_REQUEST_: Locate each line below that contains the string "spire", treating uppercase and lowercase as distinct, and copy every such line.

[Location labeling records]
====
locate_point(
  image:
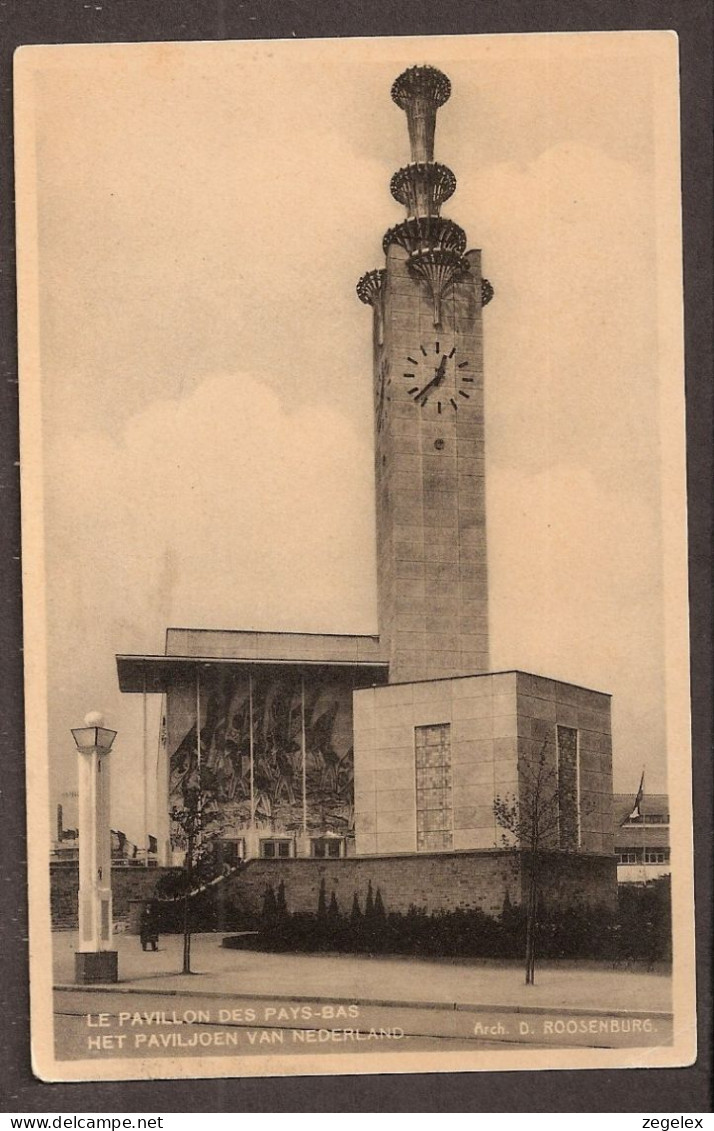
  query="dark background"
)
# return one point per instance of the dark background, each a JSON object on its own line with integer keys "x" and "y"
{"x": 646, "y": 1090}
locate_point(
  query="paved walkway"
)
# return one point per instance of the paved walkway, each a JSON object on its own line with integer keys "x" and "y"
{"x": 361, "y": 978}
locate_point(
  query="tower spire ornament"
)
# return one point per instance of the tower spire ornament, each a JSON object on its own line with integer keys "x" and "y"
{"x": 429, "y": 414}
{"x": 420, "y": 91}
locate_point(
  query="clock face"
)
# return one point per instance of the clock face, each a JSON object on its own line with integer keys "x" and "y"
{"x": 437, "y": 378}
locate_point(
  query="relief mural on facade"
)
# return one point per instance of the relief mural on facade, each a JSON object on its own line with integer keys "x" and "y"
{"x": 280, "y": 749}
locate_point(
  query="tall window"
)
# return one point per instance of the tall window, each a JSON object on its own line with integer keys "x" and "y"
{"x": 568, "y": 790}
{"x": 435, "y": 814}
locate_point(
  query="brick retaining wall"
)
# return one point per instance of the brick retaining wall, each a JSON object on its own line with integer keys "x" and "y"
{"x": 438, "y": 881}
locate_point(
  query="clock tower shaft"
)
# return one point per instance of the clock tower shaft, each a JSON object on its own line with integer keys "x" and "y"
{"x": 429, "y": 412}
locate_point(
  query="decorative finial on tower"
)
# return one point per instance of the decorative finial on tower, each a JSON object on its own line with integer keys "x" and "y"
{"x": 420, "y": 91}
{"x": 435, "y": 245}
{"x": 370, "y": 291}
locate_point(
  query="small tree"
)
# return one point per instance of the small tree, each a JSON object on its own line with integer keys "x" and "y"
{"x": 530, "y": 823}
{"x": 196, "y": 821}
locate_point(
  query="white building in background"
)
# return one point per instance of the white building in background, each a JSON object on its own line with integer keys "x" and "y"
{"x": 642, "y": 843}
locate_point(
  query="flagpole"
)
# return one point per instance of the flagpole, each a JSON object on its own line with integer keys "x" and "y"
{"x": 251, "y": 749}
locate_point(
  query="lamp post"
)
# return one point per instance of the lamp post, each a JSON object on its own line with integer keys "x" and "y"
{"x": 95, "y": 960}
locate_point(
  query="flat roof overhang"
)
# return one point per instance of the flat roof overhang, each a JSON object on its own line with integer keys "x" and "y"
====
_EXERCISE OUTPUT_:
  query="tower spire ornament"
# return one point per instance of the tower spire ornament, each a JSON object on its own line with integer keys "x" and "y"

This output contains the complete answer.